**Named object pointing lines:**
>>>>

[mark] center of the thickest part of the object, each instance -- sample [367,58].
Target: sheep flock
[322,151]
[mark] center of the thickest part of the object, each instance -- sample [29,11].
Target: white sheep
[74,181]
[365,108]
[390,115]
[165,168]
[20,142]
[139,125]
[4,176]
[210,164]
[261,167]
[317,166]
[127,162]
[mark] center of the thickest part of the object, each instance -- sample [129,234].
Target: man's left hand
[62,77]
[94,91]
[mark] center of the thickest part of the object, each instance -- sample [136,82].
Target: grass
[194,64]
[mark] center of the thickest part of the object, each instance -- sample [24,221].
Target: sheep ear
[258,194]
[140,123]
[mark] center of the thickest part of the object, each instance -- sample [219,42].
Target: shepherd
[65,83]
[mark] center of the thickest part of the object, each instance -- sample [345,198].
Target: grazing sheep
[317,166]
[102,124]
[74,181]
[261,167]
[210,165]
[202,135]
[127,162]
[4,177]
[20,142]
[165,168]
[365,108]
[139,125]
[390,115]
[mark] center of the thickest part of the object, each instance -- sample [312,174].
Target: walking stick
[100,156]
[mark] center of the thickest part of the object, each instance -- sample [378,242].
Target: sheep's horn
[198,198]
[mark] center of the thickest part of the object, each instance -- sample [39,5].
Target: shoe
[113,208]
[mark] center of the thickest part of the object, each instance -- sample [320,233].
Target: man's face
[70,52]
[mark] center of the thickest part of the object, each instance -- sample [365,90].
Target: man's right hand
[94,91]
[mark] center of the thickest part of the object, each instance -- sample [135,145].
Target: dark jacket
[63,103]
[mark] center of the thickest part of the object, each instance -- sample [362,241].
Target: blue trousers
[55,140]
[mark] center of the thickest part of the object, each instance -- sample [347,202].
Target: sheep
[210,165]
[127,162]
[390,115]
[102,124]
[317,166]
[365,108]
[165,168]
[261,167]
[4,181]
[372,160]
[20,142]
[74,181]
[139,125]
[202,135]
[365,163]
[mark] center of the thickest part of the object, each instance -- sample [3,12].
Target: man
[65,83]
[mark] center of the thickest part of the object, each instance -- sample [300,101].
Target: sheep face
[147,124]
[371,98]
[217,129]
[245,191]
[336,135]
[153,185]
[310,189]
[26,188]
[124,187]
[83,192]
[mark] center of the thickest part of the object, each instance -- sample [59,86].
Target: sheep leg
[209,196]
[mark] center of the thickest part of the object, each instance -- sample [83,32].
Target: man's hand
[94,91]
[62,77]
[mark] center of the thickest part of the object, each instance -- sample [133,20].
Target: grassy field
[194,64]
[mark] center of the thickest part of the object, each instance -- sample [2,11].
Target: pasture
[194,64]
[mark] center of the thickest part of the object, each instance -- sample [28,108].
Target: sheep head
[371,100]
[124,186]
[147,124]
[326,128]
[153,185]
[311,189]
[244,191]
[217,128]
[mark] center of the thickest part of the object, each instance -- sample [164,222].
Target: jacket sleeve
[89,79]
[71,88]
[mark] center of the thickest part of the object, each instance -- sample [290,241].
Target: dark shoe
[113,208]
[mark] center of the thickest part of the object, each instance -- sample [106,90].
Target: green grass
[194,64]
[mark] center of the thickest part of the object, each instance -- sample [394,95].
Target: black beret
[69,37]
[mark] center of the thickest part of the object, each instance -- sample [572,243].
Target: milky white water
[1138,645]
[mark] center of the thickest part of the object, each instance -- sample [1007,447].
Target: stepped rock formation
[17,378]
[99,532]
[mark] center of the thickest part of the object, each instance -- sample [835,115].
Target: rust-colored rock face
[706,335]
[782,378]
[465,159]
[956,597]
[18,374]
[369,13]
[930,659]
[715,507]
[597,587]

<<<<

**Exercise brief:** Please arrange all of the lines above as a numbered list, leaving out any blank lines.

**Answer for this exercise:**
1. [mark] center of the thickest part of the object, each instance -- sample [367,58].
2. Target: sheep flock
3. [322,151]
4. [mark] center of the thickest part of the object, each instance -- sample [29,11].
5. Target: white sheep
6. [74,181]
7. [365,108]
8. [390,115]
9. [165,168]
10. [20,142]
11. [139,125]
12. [4,176]
13. [210,164]
14. [261,167]
15. [317,166]
16. [127,162]
17. [mark] center of the thickest part of the object, each instance -- sample [129,234].
18. Target: man's left hand
19. [62,77]
20. [94,91]
21. [mark] center of the thickest part of the object, each instance -- sample [136,82].
22. Target: grass
23. [194,64]
24. [mark] center of the thickest part of the object, each instance -- sample [24,221].
25. Target: sheep ear
26. [258,194]
27. [140,123]
28. [mark] center of the thickest part of the object, each instance -- sample [219,42].
29. Target: shepherd
30. [65,83]
31. [mark] center of the thickest part of the object, each instance -- sample [345,198].
32. Target: grazing sheep
33. [317,166]
34. [102,124]
35. [74,181]
36. [261,167]
37. [210,165]
38. [202,135]
39. [127,162]
40. [4,177]
41. [20,142]
42. [165,168]
43. [365,108]
44. [139,125]
45. [390,115]
46. [mark] center of the thickest part of the object, each instance -- sample [312,174].
47. Target: walking stick
48. [100,156]
49. [mark] center of the thickest part of the object, each instance -- sample [378,242].
50. Target: sheep's horn
51. [198,198]
52. [mark] center of the thickest part of the object, each instance -- sample [39,5].
53. Target: shoe
54. [113,208]
55. [mark] center of the thickest part of the object, each instance -- sample [320,233].
56. Target: man's face
57. [70,52]
58. [mark] center of the thickest part of the object, each instance -- sample [365,90].
59. Target: man's right hand
60. [94,91]
61. [mark] center of the thickest part of the object, each instance -- sample [135,145].
62. Target: dark jacket
63. [63,103]
64. [mark] center of the thickest part of the object, each instance -- sample [362,241].
65. Target: blue trousers
66. [55,140]
67. [mark] center of the thickest part of the object, each instance -- sample [347,202].
68. Target: sheep
69. [210,165]
70. [127,162]
71. [390,115]
72. [102,124]
73. [317,166]
74. [365,108]
75. [165,168]
76. [261,167]
77. [4,181]
78. [372,160]
79. [20,142]
80. [74,181]
81. [139,125]
82. [202,135]
83. [365,163]
84. [mark] center of the thickest part of the object, each instance -- sample [3,12].
85. Target: man
86. [65,83]
87. [mark] center of the thickest part of the object, each instance -- sample [300,101].
88. Target: sheep face
89. [147,124]
90. [371,98]
91. [217,129]
92. [245,191]
93. [336,135]
94. [153,185]
95. [310,189]
96. [26,188]
97. [124,187]
98. [83,192]
99. [mark] center of the thickest part of the object, each instance -- sample [59,86].
100. Target: sheep leg
101. [209,196]
102. [mark] center of the thickest part of the object, each instance -- sample [83,32].
103. Target: man's hand
104. [94,91]
105. [62,77]
106. [mark] center of the thickest part of the object, each instance -- sample [133,20].
107. Target: grassy field
108. [194,64]
109. [mark] center of the thickest part of the object, each instance -- sample [2,11].
110. Target: pasture
111. [194,64]
112. [mark] center of the thickest part of the object, each instance -- sample [28,108].
113. Target: sheep head
114. [371,100]
115. [124,186]
116. [147,124]
117. [326,128]
118. [153,185]
119. [311,189]
120. [244,191]
121. [217,128]
122. [mark] center of the thickest part of the object, each instance -- sample [164,222].
123. Target: jacket sleeve
124. [89,79]
125. [71,88]
126. [mark] center of the thickest part of the object, each instance -- sample [290,241].
127. Target: dark shoe
128. [113,208]
129. [mark] center of the thickest part of the object, each instance -- sample [106,90].
130. Target: green grass
131. [194,64]
132. [mark] center of the thickest part of the object, each instance -- sample [394,95].
133. Target: black beret
134. [69,37]
135. [mark] center of the thickest part of the object, each instance -- sample [572,243].
136. Target: milky white water
137. [1138,645]
138. [mark] center of the thickest part of the object, each instance -- sample [1007,447].
139. Target: stepped rock formation
140. [17,378]
141. [99,532]
142. [mark] center of the thickest part of the object, each instance -- sample [835,115].
143. Target: rust-colored rock face
144. [706,335]
145. [782,378]
146. [465,159]
147. [956,597]
148. [18,374]
149. [369,13]
150. [930,659]
151. [715,507]
152. [597,587]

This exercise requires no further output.